## WHAT THE TASK ASKS
Pull out every line in the items below that contains the string "smiling". Case counts.

## Data entries
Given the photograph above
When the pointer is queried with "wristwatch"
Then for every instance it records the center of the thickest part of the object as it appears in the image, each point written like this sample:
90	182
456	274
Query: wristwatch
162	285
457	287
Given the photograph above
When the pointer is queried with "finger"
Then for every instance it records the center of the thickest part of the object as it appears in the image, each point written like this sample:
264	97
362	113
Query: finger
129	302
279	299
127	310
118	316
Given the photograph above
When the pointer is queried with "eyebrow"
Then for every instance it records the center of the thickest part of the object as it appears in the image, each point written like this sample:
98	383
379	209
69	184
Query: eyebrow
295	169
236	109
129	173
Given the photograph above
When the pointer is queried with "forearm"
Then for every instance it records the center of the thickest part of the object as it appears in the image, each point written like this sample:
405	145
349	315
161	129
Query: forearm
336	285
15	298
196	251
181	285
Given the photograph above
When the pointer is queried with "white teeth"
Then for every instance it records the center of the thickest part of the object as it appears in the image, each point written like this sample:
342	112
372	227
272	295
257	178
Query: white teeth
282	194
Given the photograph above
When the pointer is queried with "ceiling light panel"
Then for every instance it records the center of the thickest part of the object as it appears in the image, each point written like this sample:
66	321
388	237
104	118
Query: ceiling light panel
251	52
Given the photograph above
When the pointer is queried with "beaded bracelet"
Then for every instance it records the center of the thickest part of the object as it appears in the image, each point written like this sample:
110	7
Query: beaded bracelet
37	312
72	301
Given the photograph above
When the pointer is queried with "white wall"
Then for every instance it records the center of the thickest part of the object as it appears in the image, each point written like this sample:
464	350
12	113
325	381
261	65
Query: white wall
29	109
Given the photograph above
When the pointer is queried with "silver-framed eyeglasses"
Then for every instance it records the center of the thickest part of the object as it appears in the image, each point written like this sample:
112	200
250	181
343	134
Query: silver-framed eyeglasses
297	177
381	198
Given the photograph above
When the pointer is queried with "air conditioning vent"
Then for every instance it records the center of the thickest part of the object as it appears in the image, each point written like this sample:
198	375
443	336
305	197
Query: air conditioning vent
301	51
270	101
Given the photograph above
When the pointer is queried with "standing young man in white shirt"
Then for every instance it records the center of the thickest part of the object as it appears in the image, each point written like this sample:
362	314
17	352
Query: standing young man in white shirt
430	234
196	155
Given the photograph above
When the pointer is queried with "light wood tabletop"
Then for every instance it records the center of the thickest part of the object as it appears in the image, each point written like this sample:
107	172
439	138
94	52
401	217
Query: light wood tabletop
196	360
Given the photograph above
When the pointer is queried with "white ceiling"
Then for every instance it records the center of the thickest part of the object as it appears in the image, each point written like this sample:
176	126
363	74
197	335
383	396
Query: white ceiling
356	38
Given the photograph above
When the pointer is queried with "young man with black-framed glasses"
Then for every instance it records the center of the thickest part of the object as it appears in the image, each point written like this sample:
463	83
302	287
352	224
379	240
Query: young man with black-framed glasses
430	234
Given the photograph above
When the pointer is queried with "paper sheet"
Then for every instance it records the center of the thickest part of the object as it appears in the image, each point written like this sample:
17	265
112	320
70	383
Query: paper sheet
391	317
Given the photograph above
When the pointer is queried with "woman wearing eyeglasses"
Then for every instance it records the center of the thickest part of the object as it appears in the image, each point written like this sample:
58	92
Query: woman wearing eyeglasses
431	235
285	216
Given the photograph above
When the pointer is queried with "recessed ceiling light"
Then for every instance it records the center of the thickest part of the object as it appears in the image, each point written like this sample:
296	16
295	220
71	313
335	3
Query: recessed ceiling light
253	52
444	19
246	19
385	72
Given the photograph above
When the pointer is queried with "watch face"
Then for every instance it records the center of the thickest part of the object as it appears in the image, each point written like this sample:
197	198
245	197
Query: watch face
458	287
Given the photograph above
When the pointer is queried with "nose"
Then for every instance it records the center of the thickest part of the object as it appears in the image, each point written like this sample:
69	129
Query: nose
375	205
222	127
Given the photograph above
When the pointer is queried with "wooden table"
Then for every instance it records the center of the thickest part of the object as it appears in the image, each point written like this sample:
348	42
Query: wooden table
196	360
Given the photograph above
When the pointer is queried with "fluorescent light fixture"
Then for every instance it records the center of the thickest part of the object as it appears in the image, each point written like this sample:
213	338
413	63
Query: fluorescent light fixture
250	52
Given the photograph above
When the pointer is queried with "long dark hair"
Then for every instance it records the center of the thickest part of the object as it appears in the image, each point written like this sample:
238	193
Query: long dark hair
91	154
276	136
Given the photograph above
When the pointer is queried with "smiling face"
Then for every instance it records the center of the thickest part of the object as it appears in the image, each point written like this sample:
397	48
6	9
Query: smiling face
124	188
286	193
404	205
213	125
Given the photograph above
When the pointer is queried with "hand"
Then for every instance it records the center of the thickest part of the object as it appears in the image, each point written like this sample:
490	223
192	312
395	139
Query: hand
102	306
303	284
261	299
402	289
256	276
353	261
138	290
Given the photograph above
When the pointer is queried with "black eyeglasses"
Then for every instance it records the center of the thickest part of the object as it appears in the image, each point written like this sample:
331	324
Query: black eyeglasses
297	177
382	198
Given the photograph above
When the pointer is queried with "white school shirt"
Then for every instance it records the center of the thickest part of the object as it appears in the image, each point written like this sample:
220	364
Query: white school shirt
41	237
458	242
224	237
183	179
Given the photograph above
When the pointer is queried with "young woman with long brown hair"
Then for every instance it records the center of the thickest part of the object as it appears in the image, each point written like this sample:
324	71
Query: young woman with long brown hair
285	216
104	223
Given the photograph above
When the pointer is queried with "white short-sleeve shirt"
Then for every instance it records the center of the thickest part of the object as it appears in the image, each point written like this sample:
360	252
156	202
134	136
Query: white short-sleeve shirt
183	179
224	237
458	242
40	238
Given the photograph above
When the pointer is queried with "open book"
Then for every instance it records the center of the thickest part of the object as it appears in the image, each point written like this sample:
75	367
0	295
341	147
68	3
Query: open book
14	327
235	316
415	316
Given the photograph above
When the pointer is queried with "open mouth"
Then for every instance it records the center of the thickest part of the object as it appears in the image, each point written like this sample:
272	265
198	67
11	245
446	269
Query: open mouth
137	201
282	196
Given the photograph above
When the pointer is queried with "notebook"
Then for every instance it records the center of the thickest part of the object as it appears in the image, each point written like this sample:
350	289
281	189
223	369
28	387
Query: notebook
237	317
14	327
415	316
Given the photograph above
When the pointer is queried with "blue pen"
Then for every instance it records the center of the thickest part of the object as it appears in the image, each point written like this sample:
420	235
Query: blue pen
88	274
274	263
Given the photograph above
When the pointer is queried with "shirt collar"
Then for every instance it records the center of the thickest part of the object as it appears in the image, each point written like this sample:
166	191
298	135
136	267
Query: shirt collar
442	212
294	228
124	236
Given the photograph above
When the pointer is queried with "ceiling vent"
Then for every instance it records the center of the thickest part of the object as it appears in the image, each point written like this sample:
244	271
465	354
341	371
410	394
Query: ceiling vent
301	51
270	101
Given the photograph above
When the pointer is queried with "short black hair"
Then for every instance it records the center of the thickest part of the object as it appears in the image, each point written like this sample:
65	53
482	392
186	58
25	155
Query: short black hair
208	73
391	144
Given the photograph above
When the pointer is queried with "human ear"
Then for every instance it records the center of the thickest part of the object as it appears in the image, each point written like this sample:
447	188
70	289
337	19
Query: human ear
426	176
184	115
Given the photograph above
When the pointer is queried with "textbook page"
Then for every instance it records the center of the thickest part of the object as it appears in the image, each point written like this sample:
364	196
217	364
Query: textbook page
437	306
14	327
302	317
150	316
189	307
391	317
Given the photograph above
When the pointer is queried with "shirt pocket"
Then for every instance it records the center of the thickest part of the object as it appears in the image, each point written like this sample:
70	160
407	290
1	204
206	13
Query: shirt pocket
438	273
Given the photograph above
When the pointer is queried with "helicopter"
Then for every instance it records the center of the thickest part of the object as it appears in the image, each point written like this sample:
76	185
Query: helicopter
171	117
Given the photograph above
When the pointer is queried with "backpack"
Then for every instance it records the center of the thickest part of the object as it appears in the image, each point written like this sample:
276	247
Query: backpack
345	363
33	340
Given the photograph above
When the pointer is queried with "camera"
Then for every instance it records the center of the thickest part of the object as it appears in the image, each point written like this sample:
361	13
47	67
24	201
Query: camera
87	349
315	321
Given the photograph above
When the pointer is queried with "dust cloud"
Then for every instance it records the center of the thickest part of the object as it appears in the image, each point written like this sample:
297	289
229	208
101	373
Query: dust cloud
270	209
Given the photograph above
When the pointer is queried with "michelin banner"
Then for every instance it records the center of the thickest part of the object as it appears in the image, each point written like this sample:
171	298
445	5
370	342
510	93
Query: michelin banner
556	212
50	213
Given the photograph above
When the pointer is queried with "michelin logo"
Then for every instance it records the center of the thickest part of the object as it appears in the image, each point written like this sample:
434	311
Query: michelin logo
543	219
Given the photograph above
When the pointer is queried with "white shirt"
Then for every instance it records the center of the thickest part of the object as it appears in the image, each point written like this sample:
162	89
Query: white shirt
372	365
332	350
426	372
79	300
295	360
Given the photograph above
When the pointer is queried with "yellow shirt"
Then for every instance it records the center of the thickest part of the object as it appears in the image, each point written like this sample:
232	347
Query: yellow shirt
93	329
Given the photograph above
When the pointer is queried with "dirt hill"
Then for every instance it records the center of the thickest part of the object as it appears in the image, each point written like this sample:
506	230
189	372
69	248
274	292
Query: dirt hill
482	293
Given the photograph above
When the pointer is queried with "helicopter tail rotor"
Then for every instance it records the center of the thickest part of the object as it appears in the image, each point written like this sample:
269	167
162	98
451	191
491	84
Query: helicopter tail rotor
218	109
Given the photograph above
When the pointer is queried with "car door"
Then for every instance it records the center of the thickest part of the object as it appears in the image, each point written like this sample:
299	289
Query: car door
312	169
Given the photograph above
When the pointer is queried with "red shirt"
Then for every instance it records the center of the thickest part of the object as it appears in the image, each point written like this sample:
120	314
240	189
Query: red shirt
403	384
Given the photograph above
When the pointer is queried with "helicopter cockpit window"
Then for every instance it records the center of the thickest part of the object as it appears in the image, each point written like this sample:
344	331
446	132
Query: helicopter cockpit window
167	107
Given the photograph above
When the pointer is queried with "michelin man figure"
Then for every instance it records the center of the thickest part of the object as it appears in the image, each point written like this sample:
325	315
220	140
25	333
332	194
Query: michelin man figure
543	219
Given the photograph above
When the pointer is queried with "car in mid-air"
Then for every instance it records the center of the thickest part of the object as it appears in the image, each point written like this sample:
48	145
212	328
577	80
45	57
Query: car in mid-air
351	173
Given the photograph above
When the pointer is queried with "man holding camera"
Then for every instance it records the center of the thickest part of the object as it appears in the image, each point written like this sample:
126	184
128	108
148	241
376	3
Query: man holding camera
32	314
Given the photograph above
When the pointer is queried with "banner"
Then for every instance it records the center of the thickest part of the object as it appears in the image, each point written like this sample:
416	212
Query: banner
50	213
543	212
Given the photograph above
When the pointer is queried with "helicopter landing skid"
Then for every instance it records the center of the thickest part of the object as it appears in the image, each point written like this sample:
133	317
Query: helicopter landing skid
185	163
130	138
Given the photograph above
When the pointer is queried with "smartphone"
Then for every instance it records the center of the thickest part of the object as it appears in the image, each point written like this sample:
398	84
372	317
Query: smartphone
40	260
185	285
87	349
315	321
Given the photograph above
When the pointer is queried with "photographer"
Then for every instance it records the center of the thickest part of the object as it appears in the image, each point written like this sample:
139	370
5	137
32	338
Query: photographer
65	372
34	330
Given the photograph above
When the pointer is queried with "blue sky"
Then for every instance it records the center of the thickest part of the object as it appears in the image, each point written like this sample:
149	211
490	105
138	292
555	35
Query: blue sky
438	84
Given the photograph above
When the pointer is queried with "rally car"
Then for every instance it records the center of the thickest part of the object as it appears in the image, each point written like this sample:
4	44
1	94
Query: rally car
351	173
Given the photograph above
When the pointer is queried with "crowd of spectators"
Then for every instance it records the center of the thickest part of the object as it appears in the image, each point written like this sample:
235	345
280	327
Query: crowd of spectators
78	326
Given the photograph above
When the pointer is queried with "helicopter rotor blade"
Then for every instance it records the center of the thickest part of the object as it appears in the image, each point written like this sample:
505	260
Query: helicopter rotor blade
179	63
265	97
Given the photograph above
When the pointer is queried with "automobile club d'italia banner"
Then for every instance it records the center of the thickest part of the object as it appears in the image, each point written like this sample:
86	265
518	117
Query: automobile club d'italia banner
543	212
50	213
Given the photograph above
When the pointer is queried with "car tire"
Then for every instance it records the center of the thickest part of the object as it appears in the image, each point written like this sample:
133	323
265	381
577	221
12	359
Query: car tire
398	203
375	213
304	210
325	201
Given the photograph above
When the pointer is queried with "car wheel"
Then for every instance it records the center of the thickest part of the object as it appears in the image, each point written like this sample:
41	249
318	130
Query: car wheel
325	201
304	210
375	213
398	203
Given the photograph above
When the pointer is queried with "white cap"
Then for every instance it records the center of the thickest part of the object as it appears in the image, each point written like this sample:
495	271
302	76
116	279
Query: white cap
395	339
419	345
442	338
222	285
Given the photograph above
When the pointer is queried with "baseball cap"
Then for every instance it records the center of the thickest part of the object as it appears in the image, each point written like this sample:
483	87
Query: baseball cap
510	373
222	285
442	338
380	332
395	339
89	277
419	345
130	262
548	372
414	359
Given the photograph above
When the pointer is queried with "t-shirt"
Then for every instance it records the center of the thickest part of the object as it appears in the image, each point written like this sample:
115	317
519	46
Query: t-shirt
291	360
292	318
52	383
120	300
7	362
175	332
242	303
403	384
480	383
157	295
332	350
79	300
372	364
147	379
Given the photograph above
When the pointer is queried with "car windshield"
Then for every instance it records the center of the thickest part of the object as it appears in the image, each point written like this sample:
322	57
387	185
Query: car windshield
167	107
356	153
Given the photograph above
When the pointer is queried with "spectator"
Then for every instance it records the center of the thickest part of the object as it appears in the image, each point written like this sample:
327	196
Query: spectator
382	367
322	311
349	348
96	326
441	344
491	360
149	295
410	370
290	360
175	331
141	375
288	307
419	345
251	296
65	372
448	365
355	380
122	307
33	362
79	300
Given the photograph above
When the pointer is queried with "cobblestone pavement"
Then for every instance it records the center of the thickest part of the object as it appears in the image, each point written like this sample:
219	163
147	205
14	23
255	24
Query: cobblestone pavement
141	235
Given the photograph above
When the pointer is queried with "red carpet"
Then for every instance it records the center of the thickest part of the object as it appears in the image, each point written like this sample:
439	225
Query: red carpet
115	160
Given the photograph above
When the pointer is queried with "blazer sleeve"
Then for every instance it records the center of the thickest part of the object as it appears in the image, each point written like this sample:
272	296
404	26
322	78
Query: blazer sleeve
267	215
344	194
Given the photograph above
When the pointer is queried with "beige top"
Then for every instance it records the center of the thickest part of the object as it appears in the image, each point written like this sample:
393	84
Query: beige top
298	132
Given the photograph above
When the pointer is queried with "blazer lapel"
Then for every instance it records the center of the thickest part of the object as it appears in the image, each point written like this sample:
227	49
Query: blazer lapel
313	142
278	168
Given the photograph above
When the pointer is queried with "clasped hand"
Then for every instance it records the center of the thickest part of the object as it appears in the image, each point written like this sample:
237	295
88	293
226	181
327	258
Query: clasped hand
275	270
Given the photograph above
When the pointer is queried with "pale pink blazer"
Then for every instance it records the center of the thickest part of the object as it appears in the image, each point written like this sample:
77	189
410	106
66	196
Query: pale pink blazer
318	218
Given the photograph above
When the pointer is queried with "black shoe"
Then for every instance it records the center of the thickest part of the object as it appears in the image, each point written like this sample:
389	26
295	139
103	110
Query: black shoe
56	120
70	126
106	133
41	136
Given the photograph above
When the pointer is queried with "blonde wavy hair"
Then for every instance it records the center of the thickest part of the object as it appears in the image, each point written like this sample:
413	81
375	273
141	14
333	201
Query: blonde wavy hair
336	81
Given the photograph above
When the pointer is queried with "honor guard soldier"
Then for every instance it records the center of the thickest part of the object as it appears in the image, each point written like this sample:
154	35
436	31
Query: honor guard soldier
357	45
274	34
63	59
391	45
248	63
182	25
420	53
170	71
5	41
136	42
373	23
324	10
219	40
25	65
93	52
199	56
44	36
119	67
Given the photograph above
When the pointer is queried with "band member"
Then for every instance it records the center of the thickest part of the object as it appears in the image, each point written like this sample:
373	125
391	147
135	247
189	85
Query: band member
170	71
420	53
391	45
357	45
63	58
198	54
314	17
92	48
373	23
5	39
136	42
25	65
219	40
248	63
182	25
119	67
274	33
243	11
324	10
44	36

## SOLUTION FOR THIS PROBLEM
When the pointer is queried with "smiling face"
Query: smiling face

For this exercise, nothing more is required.